Al-Ahrar TV, a Libyan broadcaster, posted on its Twitter account photos of what appeared to be triumphal fighters outside the center posing with their flag.

The center was heavily fortified, with underground bunkers and fortifications dating from the era of Col. Muammar el-Qaddafi, the longtime leader of Libya overthrown nearly five years ago.

The Islamic State’s loss of Surt would signify the culmination of a summer-long offensive by militias from Misurata, under the auspices of the Government of National Accord, the Tripoli-based authority backed by the United Nations.

It comes against the backdrop of other military setbacks for the Islamic State, which once held wide areas of Syria and Iraq but has been forced to relinquish territory in recent months. Iraqi forces retook control of the city of Falluja from the Islamic State in June. The Syrian Army, backed by Russia, expelled the Islamic State from the ancient city of Palmyra in March. Syrian insurgents and Kurdish militias, including some American-backed factions, have been squeezing Islamic State positions in northeast Syria near Raqqa, the organization’s headquarters.

Over the last 10 days, the militias fighting the Islamic State in Libya have been supported by heavy American airstrikes, using drones based in Jordan. The United States Africa Command has reported 28 airstrikes from the beginning of that campaign, Aug. 1, to Monday.

The Islamic State, also known as ISIS or ISIL, had held Surt for the past year. Its occupation of the city represented the organization’s most brazen expansion from its power bases in Iraq and Syria.

________________

Short exercise A:
Answer these questions from the Surt report:
(i) Which broadcaster posted photos of fighters outside the center?
(ii) How many airstrikes did the United States Africa Command report between Aug. 1 and Monday?
(iii) In which month did Iraqi forces retake Falluja?
Short exercise B:
Reproduce everything in the Surt report from "Over the last" down to "Iraq and Syria.".
Short exercise C:
Decide whether each statement agrees with the Surt report. Answer yes or no and quote the words that decide it.
(i) The drones used in the American airstrikes were based in Jordan.
(ii) The Syrian Army expelled the Islamic State from Palmyra in June.
(iii) The Islamic State had held Surt for the past five years.

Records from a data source

________________

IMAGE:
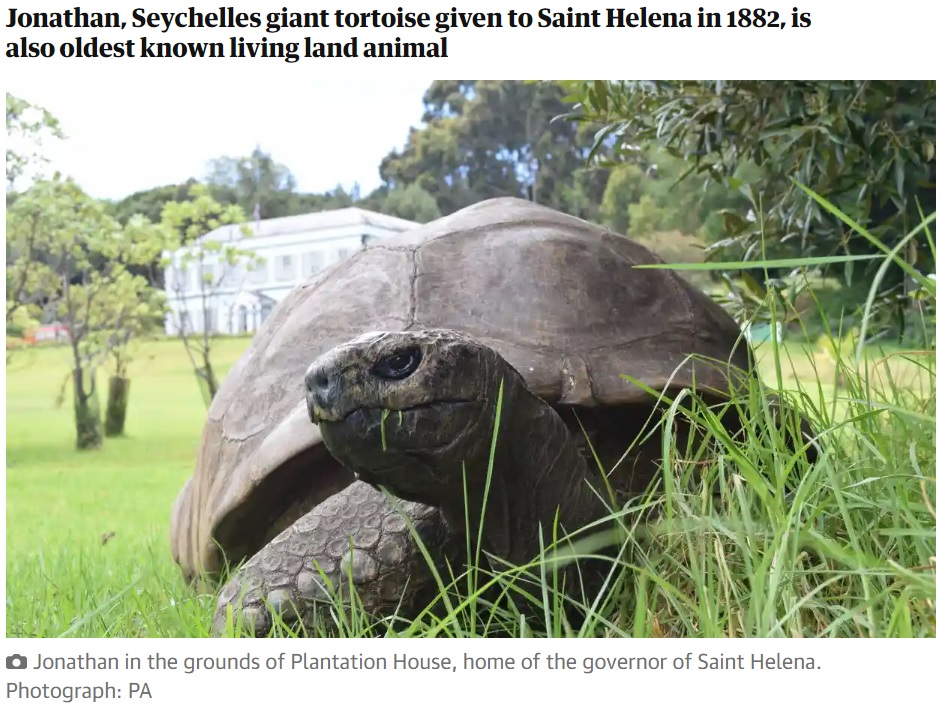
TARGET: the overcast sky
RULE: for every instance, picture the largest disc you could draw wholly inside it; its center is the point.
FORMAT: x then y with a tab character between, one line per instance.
130	137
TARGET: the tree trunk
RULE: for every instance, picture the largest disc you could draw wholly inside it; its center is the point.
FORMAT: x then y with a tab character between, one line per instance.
119	389
208	384
88	430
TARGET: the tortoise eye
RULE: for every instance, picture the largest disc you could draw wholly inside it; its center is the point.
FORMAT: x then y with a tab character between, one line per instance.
399	365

________________

Task solution A:
(i) Al-Ahrar TV
(ii) 28
(iii) June

Task solution B:
Over the last 10 days, the militias fighting the Islamic State in Libya have been supported by heavy American airstrikes, using drones based in Jordan. The United States Africa Command has reported 28 airstrikes from the beginning of that campaign, Aug. 1, to Monday.

The Islamic State, also known as ISIS or ISIL, had held Surt for the past year. Its occupation of the city represented the organization’s most brazen expansion from its power bases in Iraq and Syria.

Task solution C:
(i) Yes: "using drones based in Jordan"
(ii) No: "expelled the Islamic State from the ancient city of Palmyra in March"
(iii) No: "had held Surt for the past year"